Identify every line in the data below that contains the word "each". Copy those lines out in full.

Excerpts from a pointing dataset
········

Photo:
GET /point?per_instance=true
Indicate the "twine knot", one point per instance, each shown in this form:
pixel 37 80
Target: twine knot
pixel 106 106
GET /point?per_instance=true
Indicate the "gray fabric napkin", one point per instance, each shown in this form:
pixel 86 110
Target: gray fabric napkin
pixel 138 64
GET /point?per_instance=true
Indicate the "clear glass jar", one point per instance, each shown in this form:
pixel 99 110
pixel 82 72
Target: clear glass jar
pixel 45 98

········

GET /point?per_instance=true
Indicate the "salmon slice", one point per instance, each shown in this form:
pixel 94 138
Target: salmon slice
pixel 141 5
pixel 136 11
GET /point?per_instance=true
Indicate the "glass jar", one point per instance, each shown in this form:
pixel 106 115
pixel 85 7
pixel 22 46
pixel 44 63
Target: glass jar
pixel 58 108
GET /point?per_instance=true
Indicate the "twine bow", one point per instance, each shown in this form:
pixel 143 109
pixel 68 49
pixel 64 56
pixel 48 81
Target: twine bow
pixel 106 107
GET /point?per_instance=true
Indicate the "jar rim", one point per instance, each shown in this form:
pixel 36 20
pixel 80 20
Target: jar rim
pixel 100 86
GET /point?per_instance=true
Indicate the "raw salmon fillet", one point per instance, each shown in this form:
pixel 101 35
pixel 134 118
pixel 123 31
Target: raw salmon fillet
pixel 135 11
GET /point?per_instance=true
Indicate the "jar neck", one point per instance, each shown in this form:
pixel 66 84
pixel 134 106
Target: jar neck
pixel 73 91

········

◆ Final answer
Indicate the "twine knot", one point per instance, each shown in this form:
Indicate the "gray fabric napkin", one point per instance, each shown in this form:
Indicate the "clear glass jar", one point per instance, each shown in this form:
Indicate the "salmon slice", one point per instance, each shown in this form:
Indicate the "glass jar", one point per instance, each shown in this form:
Indicate the "twine bow", one point per instance, each shown in this form:
Indicate the "jar rim", one point per instance, each shown in this form:
Indicate the "raw salmon fillet", one point per instance, each shown in this form:
Indicate the "jar neck", one point per instance, each shown in this form:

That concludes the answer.